Find every row below that contains the word "wheel" and copy each of those rows in full.
== == ==
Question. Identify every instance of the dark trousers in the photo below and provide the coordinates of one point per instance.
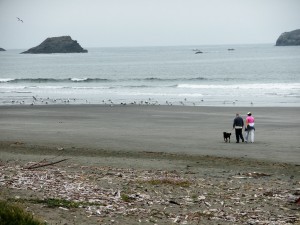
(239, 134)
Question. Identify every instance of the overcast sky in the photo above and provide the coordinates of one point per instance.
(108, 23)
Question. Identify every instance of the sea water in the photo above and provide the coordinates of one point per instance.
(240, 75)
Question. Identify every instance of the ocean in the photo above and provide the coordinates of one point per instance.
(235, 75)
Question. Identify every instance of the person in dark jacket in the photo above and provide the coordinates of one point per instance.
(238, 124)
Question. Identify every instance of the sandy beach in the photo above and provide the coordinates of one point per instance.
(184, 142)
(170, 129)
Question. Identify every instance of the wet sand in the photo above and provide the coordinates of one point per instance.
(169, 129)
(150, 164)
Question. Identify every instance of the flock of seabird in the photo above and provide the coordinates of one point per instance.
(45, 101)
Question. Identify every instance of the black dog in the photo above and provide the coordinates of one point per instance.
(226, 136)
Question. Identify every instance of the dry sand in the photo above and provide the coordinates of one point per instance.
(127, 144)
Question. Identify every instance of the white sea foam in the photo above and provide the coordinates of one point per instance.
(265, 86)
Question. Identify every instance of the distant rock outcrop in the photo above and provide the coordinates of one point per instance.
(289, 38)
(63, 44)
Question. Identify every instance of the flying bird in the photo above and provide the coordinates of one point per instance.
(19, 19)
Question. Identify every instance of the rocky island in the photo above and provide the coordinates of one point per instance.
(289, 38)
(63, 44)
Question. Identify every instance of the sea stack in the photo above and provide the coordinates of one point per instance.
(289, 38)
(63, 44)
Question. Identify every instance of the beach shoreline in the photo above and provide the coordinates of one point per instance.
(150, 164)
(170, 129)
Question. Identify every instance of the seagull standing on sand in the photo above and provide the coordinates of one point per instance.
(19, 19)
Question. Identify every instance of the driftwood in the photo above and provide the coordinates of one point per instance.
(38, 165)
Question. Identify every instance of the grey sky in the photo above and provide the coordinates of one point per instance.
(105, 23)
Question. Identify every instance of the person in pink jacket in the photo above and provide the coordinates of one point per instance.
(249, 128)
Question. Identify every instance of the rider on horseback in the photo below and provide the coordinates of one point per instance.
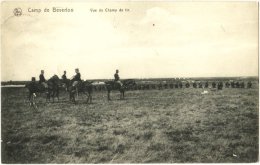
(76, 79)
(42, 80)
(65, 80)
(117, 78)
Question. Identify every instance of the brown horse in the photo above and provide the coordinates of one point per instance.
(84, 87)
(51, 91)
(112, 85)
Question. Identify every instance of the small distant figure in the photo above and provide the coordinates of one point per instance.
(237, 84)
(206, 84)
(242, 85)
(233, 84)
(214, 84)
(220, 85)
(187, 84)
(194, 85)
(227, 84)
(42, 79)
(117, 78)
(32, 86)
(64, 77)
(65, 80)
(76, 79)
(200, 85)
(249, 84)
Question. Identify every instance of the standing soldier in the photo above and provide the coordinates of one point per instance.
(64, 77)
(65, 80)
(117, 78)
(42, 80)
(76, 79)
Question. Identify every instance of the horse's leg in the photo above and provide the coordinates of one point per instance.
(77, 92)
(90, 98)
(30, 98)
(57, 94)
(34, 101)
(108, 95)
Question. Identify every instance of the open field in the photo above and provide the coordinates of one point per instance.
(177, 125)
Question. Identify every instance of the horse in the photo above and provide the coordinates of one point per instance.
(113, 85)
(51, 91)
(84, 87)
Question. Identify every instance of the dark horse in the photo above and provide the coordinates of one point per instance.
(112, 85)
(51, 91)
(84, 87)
== == ==
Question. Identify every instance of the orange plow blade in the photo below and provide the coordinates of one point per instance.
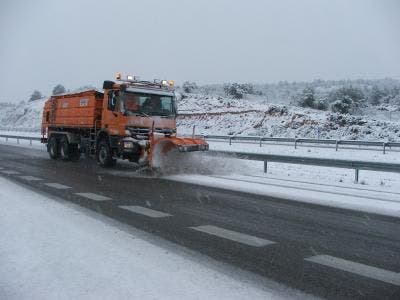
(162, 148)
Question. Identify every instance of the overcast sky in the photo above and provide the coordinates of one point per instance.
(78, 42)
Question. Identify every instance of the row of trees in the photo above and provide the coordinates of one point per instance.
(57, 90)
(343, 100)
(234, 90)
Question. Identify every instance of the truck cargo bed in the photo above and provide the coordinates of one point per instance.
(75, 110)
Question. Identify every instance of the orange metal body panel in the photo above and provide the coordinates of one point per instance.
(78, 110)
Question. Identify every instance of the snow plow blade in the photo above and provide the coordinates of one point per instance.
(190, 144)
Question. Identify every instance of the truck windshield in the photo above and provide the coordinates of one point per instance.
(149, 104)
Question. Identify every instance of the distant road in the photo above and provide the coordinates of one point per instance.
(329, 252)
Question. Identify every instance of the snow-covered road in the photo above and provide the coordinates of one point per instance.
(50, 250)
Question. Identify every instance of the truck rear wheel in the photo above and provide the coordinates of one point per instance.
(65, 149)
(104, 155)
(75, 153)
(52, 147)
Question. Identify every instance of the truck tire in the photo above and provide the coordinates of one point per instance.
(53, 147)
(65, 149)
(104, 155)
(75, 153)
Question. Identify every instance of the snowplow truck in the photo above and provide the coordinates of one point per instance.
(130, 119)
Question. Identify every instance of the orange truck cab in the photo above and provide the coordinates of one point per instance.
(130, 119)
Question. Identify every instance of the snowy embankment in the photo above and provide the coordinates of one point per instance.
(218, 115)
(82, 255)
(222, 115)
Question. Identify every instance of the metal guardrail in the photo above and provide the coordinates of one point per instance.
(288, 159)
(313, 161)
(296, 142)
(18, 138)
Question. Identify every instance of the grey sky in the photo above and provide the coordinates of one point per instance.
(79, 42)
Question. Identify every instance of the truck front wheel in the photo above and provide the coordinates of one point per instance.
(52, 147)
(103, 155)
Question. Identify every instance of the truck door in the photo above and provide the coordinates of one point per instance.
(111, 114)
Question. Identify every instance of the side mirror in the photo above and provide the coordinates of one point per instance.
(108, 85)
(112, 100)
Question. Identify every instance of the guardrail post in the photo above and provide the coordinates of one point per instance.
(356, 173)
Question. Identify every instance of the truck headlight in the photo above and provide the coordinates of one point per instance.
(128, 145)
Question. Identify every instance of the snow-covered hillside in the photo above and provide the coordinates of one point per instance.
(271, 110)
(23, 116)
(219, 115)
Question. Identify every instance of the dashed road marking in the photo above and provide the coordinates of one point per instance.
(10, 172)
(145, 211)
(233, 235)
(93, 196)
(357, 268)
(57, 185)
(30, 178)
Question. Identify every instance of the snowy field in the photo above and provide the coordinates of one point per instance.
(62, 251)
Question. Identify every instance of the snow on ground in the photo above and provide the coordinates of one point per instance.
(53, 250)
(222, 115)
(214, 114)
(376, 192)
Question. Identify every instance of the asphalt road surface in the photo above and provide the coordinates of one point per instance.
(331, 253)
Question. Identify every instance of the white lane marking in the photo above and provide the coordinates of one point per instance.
== == ==
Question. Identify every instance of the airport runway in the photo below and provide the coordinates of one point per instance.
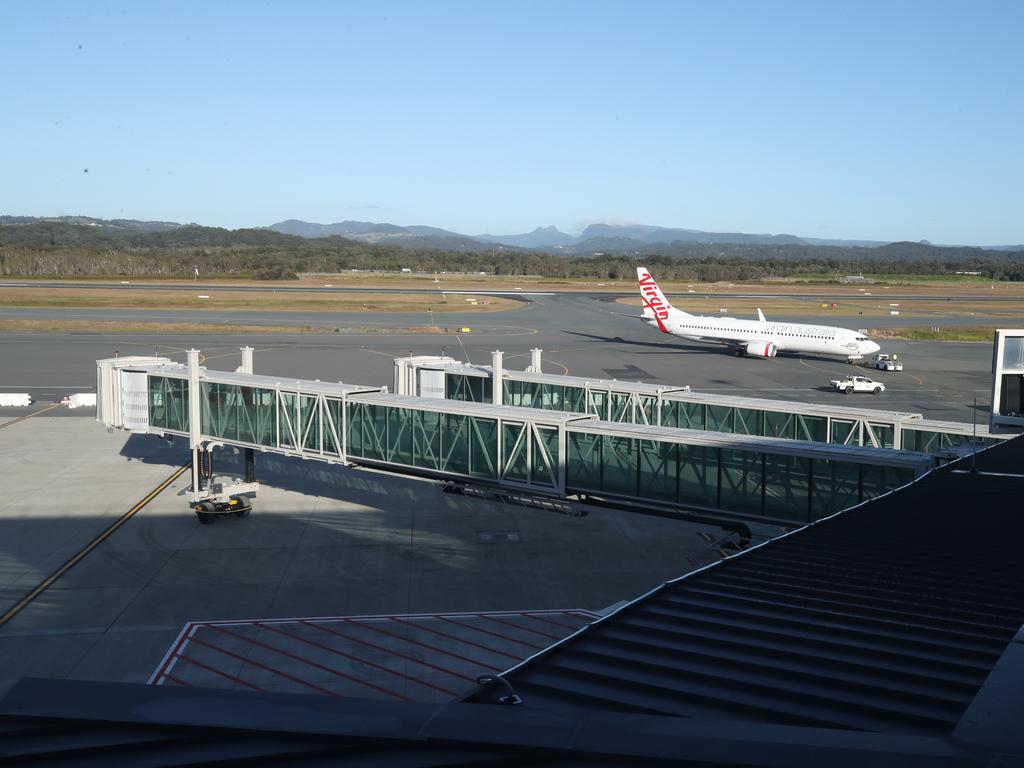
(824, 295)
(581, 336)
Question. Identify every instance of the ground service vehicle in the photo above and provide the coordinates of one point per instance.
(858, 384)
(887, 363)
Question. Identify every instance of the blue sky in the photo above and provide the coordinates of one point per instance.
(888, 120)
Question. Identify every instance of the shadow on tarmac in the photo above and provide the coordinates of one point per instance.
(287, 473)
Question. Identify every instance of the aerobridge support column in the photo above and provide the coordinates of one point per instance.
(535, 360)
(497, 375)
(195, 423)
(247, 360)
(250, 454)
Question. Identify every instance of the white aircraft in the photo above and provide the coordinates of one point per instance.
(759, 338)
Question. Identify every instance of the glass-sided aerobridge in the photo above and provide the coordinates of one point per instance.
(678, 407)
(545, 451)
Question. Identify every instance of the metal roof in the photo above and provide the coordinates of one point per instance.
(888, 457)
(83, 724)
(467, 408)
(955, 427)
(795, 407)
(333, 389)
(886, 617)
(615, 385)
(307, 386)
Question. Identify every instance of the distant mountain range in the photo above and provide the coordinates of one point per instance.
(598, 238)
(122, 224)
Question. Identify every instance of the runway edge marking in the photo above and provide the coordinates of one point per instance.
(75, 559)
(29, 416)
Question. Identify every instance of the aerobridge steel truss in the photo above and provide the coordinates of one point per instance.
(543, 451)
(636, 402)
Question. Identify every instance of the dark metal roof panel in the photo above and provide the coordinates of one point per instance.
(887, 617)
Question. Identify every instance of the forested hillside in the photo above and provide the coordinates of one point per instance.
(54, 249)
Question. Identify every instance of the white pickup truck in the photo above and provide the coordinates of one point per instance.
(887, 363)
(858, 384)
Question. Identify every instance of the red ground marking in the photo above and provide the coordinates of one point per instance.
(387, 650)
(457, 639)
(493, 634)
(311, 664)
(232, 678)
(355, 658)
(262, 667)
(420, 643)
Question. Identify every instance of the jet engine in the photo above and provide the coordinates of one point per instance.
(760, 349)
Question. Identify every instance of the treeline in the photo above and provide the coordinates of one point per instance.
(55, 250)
== == ==
RESULT BELOW >>
Question. Identify every instance of the truck rear wheel in the photo above and provide the coordinates of one point per instance.
Question. Identify every instance of the truck front wheel in the photo above and provide the coordinates of one point per instance.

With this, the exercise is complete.